## What you will do
The answer is the exact text of every line from the one that contains "of the glass" to the final line of the entries below, with pictures left out.

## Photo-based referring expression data
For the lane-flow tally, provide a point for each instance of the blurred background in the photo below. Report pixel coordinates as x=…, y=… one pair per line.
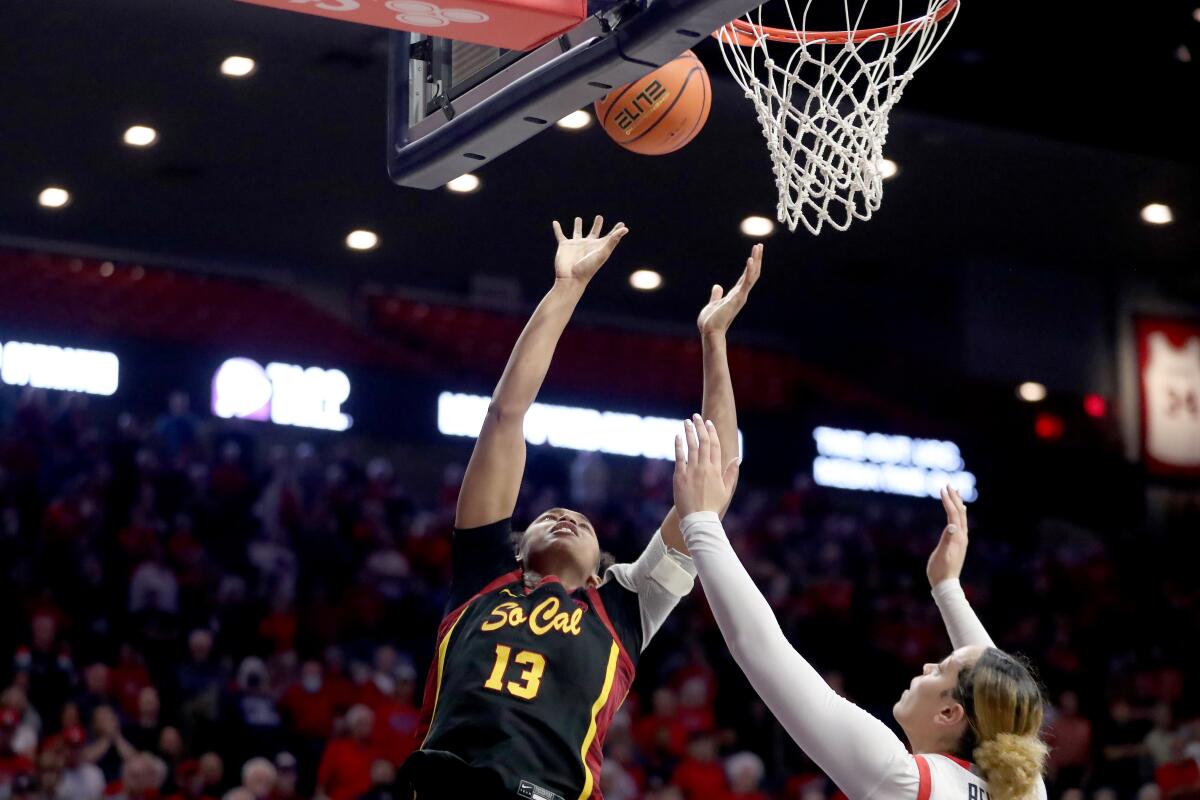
x=237, y=365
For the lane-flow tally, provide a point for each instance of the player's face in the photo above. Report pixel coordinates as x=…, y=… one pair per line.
x=561, y=540
x=927, y=710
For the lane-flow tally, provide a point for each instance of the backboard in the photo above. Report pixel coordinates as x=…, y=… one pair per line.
x=455, y=107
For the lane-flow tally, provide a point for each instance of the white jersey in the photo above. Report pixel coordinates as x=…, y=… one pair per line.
x=945, y=777
x=857, y=751
x=1171, y=382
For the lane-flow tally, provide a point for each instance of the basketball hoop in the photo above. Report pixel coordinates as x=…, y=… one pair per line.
x=823, y=108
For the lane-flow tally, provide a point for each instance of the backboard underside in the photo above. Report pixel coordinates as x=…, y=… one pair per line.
x=454, y=107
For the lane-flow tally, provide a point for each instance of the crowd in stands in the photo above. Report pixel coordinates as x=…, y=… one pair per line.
x=195, y=609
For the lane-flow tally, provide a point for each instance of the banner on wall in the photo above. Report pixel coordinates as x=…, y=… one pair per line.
x=1169, y=376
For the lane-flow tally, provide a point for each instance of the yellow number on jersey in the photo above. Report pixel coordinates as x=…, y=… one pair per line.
x=531, y=679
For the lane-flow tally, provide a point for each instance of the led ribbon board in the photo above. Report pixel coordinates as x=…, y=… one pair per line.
x=574, y=428
x=893, y=464
x=67, y=370
x=282, y=394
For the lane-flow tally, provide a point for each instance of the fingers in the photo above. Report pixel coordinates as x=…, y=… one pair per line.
x=955, y=510
x=714, y=447
x=754, y=266
x=615, y=236
x=703, y=440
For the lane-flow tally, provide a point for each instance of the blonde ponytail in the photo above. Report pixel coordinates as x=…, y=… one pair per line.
x=1012, y=765
x=1003, y=707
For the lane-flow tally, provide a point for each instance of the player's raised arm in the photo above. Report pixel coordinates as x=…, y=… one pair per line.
x=492, y=481
x=719, y=405
x=943, y=570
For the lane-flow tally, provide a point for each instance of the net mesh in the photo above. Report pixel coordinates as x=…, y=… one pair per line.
x=823, y=103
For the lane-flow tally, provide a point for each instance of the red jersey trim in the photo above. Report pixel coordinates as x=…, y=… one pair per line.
x=927, y=781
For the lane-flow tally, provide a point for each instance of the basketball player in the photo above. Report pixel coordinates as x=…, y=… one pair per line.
x=540, y=644
x=971, y=720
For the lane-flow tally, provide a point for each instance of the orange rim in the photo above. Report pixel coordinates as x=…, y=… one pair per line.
x=745, y=34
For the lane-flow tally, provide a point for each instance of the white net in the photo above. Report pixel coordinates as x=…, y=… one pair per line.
x=823, y=102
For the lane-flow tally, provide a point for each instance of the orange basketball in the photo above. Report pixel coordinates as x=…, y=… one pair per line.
x=660, y=113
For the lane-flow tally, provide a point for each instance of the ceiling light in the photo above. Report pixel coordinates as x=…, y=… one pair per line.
x=646, y=280
x=1031, y=391
x=575, y=120
x=361, y=240
x=238, y=66
x=53, y=197
x=463, y=184
x=1157, y=214
x=757, y=227
x=141, y=136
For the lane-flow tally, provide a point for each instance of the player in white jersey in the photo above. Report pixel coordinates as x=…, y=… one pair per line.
x=972, y=720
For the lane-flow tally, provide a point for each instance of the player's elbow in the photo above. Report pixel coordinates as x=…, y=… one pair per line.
x=503, y=414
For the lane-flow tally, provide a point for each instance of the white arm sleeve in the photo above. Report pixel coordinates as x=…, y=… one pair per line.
x=961, y=623
x=660, y=577
x=857, y=751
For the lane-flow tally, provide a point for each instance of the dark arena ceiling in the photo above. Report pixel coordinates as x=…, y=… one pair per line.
x=1029, y=143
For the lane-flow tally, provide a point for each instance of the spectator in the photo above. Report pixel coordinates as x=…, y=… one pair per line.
x=383, y=780
x=190, y=783
x=700, y=775
x=108, y=747
x=1122, y=747
x=287, y=777
x=198, y=683
x=252, y=711
x=1162, y=735
x=258, y=777
x=345, y=770
x=211, y=769
x=79, y=779
x=1180, y=773
x=142, y=779
x=663, y=731
x=147, y=728
x=745, y=773
x=397, y=717
x=11, y=762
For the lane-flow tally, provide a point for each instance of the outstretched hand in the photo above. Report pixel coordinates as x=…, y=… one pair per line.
x=723, y=308
x=946, y=561
x=700, y=482
x=581, y=257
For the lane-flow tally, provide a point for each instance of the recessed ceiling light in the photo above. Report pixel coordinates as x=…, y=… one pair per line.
x=1031, y=391
x=53, y=197
x=141, y=136
x=646, y=280
x=575, y=120
x=463, y=184
x=361, y=240
x=238, y=66
x=1157, y=214
x=757, y=227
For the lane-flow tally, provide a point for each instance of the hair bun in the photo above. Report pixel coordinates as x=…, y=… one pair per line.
x=1012, y=764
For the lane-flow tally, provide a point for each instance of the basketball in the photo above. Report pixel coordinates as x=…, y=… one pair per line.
x=660, y=113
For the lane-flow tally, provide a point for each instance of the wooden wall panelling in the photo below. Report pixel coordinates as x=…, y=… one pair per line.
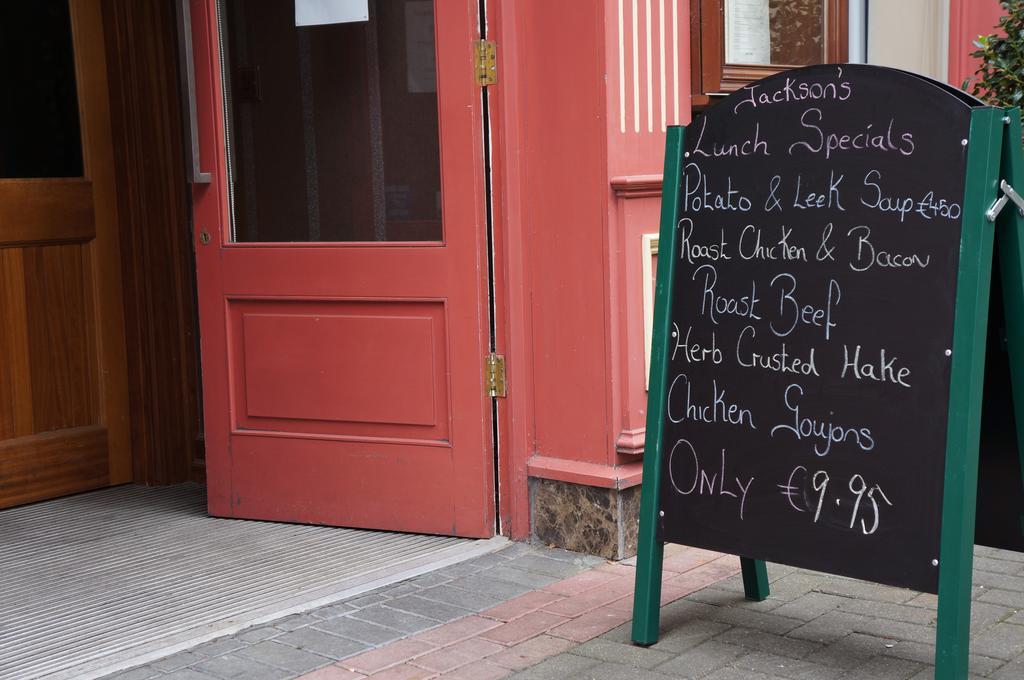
x=158, y=261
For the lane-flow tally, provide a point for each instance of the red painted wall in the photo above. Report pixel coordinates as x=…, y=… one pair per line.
x=585, y=91
x=968, y=19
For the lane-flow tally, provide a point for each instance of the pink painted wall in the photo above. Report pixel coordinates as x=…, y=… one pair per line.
x=581, y=114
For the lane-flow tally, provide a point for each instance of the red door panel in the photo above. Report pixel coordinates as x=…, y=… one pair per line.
x=342, y=373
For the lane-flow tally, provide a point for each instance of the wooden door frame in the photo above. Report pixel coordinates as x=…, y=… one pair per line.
x=513, y=320
x=157, y=260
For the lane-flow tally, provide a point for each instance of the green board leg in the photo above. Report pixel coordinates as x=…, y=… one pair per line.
x=1010, y=247
x=952, y=637
x=647, y=590
x=755, y=579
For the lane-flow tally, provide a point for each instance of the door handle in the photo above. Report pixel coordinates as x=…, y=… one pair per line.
x=187, y=68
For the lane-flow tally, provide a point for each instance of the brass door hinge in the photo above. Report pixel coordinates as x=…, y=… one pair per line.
x=494, y=375
x=484, y=53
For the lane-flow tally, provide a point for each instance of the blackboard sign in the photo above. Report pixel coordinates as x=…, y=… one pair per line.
x=812, y=323
x=819, y=330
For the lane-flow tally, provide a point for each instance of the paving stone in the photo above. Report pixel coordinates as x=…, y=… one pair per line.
x=621, y=672
x=995, y=565
x=631, y=654
x=529, y=652
x=769, y=623
x=927, y=600
x=482, y=670
x=282, y=655
x=174, y=662
x=488, y=560
x=1012, y=671
x=493, y=587
x=366, y=600
x=457, y=631
x=849, y=652
x=775, y=666
x=925, y=653
x=903, y=612
x=359, y=631
x=1004, y=641
x=458, y=570
x=558, y=668
x=809, y=605
x=885, y=669
x=232, y=666
x=465, y=599
x=295, y=622
x=865, y=591
x=523, y=604
x=524, y=627
x=730, y=673
x=332, y=673
x=386, y=656
x=761, y=641
x=322, y=643
x=896, y=630
x=984, y=614
x=399, y=621
x=574, y=605
x=546, y=565
x=257, y=634
x=430, y=580
x=1001, y=581
x=512, y=572
x=333, y=610
x=403, y=588
x=188, y=674
x=140, y=673
x=679, y=638
x=827, y=628
x=730, y=598
x=581, y=583
x=701, y=660
x=439, y=611
x=515, y=550
x=1004, y=597
x=581, y=560
x=459, y=653
x=218, y=647
x=403, y=672
x=591, y=624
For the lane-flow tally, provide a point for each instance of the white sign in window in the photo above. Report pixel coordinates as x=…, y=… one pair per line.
x=748, y=32
x=318, y=12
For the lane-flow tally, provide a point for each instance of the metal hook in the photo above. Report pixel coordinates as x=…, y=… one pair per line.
x=1008, y=195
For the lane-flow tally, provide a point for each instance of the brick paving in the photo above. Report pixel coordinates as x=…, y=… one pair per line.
x=535, y=613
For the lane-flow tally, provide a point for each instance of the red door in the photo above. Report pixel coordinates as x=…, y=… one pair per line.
x=341, y=252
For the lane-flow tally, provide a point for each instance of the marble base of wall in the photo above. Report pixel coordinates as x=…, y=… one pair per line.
x=588, y=519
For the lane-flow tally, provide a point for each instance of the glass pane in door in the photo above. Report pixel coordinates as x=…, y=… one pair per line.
x=332, y=128
x=40, y=134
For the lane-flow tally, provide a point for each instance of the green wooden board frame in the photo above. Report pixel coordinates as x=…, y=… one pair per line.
x=994, y=134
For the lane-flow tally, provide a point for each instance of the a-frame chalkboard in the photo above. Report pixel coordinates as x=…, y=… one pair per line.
x=819, y=334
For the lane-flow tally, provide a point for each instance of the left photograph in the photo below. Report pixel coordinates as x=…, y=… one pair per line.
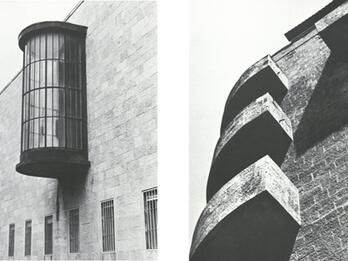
x=78, y=130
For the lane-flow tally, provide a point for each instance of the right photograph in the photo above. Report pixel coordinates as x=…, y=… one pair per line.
x=268, y=130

## Finished task
For the lane-flow tally, provide a point for each instance of the glass pane in door in the photo above. Report pixel coordinates as x=…, y=… one pair per line.
x=332, y=128
x=40, y=134
For the lane-flow tally, provide a point for each instance of the green wooden board frame in the photo above. Report pixel coordinates as x=…, y=… one pair per line.
x=994, y=134
For the lane-flow tally, provide a point for each instance of the a-frame chalkboard in the photo above. Report pixel coordinates as x=…, y=… one pair per line.
x=819, y=334
For the lane-flow tally, provide a point for each instance of the left photograph in the photo below. Report pixel coordinates as x=…, y=… one pair per line.
x=78, y=130
For the lane-flow tally, provide a point for each instance of the right photograph in the photo above. Report pixel coordinates as x=…, y=… one pair per line.
x=268, y=130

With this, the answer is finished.